WRITTEN REQUEST:
Turn the rows below into a JSON list of strings, one string per line with blank lines dropped, starting at the very first line and going on through the line that contains "M 196 141 L". Leave the pictures out of the answer.

RECORDS SHOWN:
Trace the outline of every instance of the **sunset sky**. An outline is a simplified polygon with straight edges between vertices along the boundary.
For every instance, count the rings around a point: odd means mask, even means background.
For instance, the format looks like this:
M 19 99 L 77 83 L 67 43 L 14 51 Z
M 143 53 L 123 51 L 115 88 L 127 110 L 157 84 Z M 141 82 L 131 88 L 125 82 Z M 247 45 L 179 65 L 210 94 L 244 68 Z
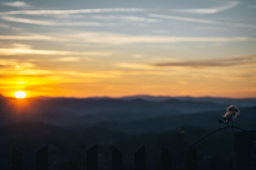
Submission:
M 0 94 L 256 97 L 256 1 L 0 3 Z

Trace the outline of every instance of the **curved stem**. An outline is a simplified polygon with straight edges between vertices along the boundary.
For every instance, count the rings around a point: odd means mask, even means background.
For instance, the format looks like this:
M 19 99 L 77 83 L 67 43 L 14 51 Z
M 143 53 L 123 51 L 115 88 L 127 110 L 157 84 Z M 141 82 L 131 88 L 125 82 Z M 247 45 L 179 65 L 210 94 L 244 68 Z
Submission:
M 243 131 L 244 131 L 244 132 L 246 132 L 246 130 L 245 130 L 245 129 L 242 129 L 242 128 L 240 128 L 240 127 L 236 127 L 236 126 L 233 126 L 233 128 L 234 128 L 234 129 L 239 129 L 239 130 Z
M 196 141 L 193 144 L 192 144 L 191 145 L 190 145 L 189 149 L 190 150 L 191 148 L 193 148 L 193 147 L 195 145 L 196 145 L 197 143 L 198 143 L 200 142 L 201 141 L 204 140 L 204 139 L 205 139 L 206 138 L 207 138 L 208 136 L 209 136 L 211 135 L 212 134 L 214 134 L 214 133 L 215 133 L 215 132 L 218 132 L 218 131 L 220 131 L 223 130 L 223 129 L 227 129 L 227 128 L 231 128 L 231 129 L 233 129 L 233 128 L 234 128 L 234 129 L 237 129 L 241 130 L 241 131 L 244 131 L 244 132 L 246 131 L 246 130 L 244 130 L 244 129 L 242 129 L 242 128 L 240 128 L 240 127 L 235 127 L 235 126 L 230 126 L 229 125 L 228 125 L 227 127 L 220 128 L 220 129 L 216 129 L 216 130 L 215 130 L 215 131 L 213 131 L 212 132 L 209 132 L 209 134 L 207 134 L 207 135 L 205 135 L 205 136 L 204 136 L 203 138 L 200 138 L 199 140 Z

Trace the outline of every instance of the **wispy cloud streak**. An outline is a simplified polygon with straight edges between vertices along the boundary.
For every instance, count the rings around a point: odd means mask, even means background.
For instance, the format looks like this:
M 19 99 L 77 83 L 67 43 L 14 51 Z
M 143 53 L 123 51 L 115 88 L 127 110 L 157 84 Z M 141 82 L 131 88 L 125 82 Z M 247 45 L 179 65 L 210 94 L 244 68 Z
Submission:
M 228 43 L 244 41 L 250 39 L 248 37 L 186 37 L 186 36 L 134 36 L 114 34 L 104 32 L 69 32 L 68 34 L 55 34 L 51 36 L 28 34 L 26 36 L 1 36 L 0 39 L 12 40 L 45 40 L 61 42 L 77 42 L 81 43 L 94 43 L 106 45 L 124 45 L 130 43 Z
M 28 7 L 29 6 L 28 4 L 23 1 L 15 1 L 15 2 L 3 2 L 1 3 L 2 5 L 12 6 L 12 7 Z
M 13 22 L 19 22 L 23 24 L 39 25 L 44 26 L 100 26 L 100 25 L 113 25 L 111 23 L 100 23 L 95 22 L 57 22 L 51 20 L 31 20 L 28 18 L 17 18 L 9 16 L 3 16 L 1 18 Z
M 154 18 L 156 18 L 184 21 L 184 22 L 189 22 L 200 23 L 200 24 L 212 24 L 212 25 L 223 25 L 223 26 L 242 27 L 242 28 L 256 29 L 256 25 L 252 25 L 252 24 L 242 24 L 242 23 L 232 23 L 232 22 L 220 22 L 220 21 L 214 21 L 214 20 L 203 20 L 203 19 L 198 19 L 198 18 L 195 18 L 183 17 L 178 17 L 178 16 L 173 16 L 173 15 L 164 15 L 156 14 L 156 13 L 150 13 L 150 14 L 148 14 L 148 15 L 151 17 L 154 17 Z
M 77 13 L 110 13 L 110 12 L 142 12 L 147 11 L 143 8 L 97 8 L 68 10 L 20 10 L 0 12 L 1 15 L 63 15 Z
M 237 6 L 240 2 L 230 1 L 227 4 L 221 6 L 217 6 L 210 8 L 198 8 L 198 9 L 175 9 L 171 10 L 172 11 L 188 13 L 198 13 L 198 14 L 209 14 L 215 13 L 220 11 L 225 11 Z
M 196 60 L 180 62 L 169 62 L 154 64 L 158 67 L 225 67 L 237 65 L 256 64 L 256 55 L 240 56 L 212 60 Z

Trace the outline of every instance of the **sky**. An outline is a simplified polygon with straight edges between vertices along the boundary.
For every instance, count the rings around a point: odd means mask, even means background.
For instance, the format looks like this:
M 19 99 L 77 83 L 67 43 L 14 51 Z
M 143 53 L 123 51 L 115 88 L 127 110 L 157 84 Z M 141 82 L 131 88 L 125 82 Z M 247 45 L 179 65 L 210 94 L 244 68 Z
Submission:
M 255 97 L 256 1 L 0 1 L 0 94 Z

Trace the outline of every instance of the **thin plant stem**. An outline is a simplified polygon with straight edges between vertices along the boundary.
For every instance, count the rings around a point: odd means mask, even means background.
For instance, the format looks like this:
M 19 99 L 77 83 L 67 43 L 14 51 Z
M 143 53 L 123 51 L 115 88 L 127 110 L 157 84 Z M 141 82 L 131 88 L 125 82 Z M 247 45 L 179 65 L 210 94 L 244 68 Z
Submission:
M 192 144 L 191 145 L 190 145 L 190 146 L 189 146 L 189 150 L 191 149 L 191 148 L 192 148 L 193 147 L 194 147 L 196 144 L 198 144 L 199 142 L 202 141 L 202 140 L 204 140 L 204 139 L 205 139 L 206 138 L 207 138 L 207 137 L 209 136 L 210 135 L 211 135 L 211 134 L 214 134 L 214 133 L 215 133 L 215 132 L 218 132 L 218 131 L 224 130 L 225 129 L 227 129 L 227 128 L 231 128 L 231 129 L 232 129 L 232 130 L 233 130 L 233 129 L 239 129 L 239 130 L 241 130 L 241 131 L 244 131 L 244 132 L 246 131 L 246 130 L 244 130 L 244 129 L 242 129 L 242 128 L 240 128 L 240 127 L 236 127 L 236 126 L 233 126 L 233 125 L 232 125 L 232 126 L 230 126 L 230 125 L 229 125 L 228 124 L 225 124 L 225 125 L 227 125 L 227 127 L 222 127 L 222 128 L 218 129 L 216 129 L 216 130 L 215 130 L 215 131 L 213 131 L 212 132 L 209 132 L 209 134 L 206 134 L 206 135 L 205 135 L 205 136 L 204 136 L 203 138 L 199 139 L 198 141 L 196 141 L 193 144 Z

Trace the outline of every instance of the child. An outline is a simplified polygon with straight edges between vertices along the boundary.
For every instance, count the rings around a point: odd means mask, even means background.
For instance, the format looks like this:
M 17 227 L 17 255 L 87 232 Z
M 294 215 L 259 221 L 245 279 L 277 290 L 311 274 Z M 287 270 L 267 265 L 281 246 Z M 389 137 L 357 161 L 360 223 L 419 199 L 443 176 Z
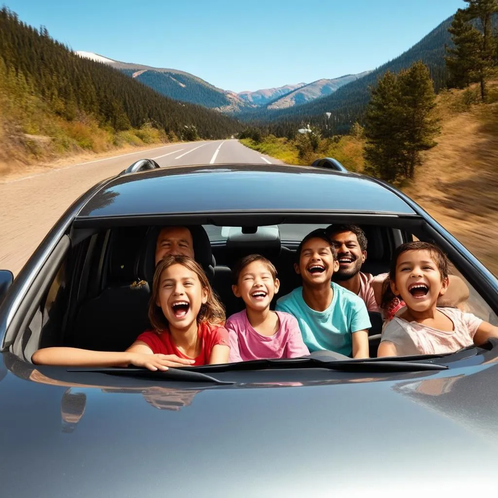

FINISHED EXERCISE:
[
  "Trace the outline of every instance of the **sunset sky**. An outline is a simplified polygon with straight edges between vertices along the boundary.",
  "For every instance, count the rings around a point: odd means mask, even means background.",
  "For instance, the format looks like this:",
  "M 19 99 L 77 83 L 67 43 L 14 51 Z",
  "M 143 53 L 123 51 L 115 88 L 127 110 L 157 84 Z M 141 82 L 131 88 L 125 82 Z M 247 45 L 179 65 L 210 94 L 244 68 Z",
  "Submission:",
  "M 0 94 L 256 97 L 256 1 L 0 3 Z",
  "Trace the outline of every instance of the **curved stem**. An outline is a simplified polygon with straight edges between vertices along the boundary.",
  "For every instance, count the rings around a point: odd means mask, even means background.",
  "For instance, the format looks like this:",
  "M 19 99 L 77 83 L 67 43 L 14 51 Z",
  "M 143 53 L 123 51 L 115 88 L 127 110 L 157 84 Z M 141 82 L 131 88 L 125 82 Z M 247 45 L 179 65 L 210 94 L 244 68 Z",
  "Submission:",
  "M 243 131 L 244 131 L 244 132 L 246 132 L 246 130 L 245 130 L 245 129 L 242 129 L 242 128 L 240 128 L 240 127 L 236 127 L 236 126 L 233 126 L 233 128 L 234 128 L 234 129 L 239 129 L 239 130 Z",
  "M 196 141 L 193 144 L 192 144 L 191 145 L 190 145 L 189 149 L 190 150 L 191 148 L 193 148 L 193 147 L 195 145 L 196 145 L 197 143 L 198 143 L 200 142 L 201 141 L 204 140 L 204 139 L 205 139 L 206 138 L 207 138 L 208 136 L 209 136 L 211 135 L 212 134 L 214 134 L 214 133 L 215 133 L 215 132 L 218 132 L 218 131 L 220 131 L 223 130 L 223 129 L 227 129 L 227 128 L 231 128 L 231 129 L 233 129 L 233 128 L 234 128 L 234 129 L 237 129 L 241 130 L 241 131 L 244 131 L 244 132 L 246 131 L 246 130 L 244 130 L 244 129 L 242 129 L 242 128 L 240 128 L 240 127 L 235 127 L 235 126 L 230 126 L 229 125 L 228 125 L 227 127 L 220 128 L 220 129 L 216 129 L 216 130 L 215 130 L 215 131 L 213 131 L 212 132 L 209 132 L 209 134 L 207 134 L 207 135 L 205 135 L 205 136 L 204 136 L 203 138 L 200 138 L 199 140 Z"
]